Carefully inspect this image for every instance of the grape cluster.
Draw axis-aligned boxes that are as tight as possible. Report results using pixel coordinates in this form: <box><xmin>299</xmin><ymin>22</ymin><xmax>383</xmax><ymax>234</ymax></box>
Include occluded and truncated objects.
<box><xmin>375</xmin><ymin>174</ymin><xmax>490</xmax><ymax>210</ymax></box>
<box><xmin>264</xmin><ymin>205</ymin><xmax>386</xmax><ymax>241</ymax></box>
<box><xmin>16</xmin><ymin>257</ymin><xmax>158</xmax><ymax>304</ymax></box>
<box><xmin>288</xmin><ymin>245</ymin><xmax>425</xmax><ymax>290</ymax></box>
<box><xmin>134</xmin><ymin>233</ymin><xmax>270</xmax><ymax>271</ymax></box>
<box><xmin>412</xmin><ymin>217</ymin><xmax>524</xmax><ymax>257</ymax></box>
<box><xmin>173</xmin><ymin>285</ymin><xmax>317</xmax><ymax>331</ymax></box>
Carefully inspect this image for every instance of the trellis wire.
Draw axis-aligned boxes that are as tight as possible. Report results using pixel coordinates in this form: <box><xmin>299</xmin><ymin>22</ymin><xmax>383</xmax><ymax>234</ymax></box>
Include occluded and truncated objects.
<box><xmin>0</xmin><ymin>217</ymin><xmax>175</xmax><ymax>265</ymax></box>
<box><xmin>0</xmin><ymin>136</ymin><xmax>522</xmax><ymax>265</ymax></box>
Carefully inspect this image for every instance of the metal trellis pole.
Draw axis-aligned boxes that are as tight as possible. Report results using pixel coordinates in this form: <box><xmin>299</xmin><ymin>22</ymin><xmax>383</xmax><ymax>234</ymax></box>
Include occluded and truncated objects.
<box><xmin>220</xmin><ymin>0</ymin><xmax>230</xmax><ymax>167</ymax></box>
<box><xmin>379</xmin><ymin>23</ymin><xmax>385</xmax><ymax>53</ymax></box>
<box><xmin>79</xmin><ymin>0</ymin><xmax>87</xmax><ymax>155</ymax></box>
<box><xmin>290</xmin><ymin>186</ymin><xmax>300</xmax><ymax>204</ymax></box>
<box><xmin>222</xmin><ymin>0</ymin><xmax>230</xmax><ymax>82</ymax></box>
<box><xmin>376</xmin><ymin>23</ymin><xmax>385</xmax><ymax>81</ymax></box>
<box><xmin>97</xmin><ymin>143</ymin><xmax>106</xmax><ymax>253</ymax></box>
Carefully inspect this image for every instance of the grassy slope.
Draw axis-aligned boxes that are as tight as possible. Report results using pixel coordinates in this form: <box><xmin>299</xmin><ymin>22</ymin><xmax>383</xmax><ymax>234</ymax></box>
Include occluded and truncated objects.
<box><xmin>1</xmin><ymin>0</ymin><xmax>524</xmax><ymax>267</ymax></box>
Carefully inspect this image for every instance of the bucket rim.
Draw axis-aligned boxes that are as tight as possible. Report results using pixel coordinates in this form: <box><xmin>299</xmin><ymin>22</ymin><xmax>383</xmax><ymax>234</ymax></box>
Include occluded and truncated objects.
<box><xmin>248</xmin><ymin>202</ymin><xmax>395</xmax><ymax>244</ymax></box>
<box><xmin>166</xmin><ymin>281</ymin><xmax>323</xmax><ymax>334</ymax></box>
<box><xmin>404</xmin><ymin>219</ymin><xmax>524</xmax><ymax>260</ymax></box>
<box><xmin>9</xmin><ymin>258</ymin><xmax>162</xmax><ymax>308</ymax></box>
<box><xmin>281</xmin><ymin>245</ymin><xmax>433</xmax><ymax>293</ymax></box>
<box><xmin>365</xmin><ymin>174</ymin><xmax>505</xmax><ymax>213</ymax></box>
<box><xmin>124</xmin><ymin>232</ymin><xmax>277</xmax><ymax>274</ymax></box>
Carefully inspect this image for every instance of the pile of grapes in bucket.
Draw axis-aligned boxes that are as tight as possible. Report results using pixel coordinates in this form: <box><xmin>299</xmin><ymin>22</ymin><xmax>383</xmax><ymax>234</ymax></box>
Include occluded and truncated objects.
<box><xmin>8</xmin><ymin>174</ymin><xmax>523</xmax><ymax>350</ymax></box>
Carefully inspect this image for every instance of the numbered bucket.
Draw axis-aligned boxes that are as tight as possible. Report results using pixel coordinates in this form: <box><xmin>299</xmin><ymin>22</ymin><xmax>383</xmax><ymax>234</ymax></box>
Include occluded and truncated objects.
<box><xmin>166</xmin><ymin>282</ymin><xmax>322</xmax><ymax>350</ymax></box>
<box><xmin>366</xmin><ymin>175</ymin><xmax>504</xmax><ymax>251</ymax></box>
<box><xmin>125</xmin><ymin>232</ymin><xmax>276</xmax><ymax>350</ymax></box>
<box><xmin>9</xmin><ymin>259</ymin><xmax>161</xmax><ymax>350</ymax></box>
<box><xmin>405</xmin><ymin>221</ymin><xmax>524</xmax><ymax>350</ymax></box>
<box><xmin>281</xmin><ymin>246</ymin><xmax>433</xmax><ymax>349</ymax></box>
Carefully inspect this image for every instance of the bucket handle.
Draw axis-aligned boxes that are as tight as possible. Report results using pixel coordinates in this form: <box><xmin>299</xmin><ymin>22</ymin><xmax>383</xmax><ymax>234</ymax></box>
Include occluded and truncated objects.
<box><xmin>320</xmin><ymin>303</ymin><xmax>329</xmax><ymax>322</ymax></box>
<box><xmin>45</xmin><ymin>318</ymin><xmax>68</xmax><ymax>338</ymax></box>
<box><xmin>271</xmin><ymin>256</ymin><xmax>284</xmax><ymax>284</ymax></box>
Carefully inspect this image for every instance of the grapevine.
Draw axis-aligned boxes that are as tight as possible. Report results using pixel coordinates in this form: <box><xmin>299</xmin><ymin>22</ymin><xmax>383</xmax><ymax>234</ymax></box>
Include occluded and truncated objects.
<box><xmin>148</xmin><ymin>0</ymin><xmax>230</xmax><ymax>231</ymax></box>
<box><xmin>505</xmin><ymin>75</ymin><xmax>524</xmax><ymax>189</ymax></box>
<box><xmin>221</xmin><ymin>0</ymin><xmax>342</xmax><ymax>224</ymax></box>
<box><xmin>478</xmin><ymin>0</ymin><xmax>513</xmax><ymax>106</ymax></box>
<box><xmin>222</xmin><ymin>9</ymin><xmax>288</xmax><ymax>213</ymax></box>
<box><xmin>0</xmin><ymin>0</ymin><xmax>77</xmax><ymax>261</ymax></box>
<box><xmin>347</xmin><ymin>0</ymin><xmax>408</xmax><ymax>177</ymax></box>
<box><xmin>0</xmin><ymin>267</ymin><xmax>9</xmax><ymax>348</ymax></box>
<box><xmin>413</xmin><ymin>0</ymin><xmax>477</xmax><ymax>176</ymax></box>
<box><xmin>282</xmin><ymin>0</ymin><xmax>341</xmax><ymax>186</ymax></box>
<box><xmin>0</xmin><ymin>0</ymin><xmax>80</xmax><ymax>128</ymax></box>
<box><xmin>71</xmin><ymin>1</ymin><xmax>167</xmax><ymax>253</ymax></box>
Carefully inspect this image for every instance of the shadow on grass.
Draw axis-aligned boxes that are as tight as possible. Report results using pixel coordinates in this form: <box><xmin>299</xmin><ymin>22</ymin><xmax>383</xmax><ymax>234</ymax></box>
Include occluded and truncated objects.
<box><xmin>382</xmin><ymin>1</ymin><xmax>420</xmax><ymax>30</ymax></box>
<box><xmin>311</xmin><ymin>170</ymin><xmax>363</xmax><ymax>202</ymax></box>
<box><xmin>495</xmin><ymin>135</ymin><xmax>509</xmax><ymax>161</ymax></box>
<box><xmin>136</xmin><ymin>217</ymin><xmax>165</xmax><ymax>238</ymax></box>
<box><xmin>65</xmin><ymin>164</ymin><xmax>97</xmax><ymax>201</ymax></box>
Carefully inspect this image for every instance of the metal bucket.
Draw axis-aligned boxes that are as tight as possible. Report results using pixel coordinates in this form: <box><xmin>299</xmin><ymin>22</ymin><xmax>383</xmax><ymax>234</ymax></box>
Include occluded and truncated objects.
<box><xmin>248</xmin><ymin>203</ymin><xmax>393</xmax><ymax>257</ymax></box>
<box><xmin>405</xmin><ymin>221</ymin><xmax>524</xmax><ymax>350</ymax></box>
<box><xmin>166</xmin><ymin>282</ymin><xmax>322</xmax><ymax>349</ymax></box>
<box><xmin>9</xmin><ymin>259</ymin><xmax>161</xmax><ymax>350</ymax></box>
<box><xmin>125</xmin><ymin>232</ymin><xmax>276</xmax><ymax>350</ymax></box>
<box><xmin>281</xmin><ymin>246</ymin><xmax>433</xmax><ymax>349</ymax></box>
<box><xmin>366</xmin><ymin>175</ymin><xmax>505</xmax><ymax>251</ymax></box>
☆ ☆ ☆
> Aim of the task
Every line that holds the string "bucket" must be copied from the records above.

> The answer
Carefully inspect this image for every instance of the bucket rim.
Carefully inspect this image for every instance of the pile of grapes in bucket.
Carefully inspect this image for every instance of the numbered bucket.
Carefully inspect this image for every instance of the bucket handle.
Carefully inspect this image for every instance of the metal bucket.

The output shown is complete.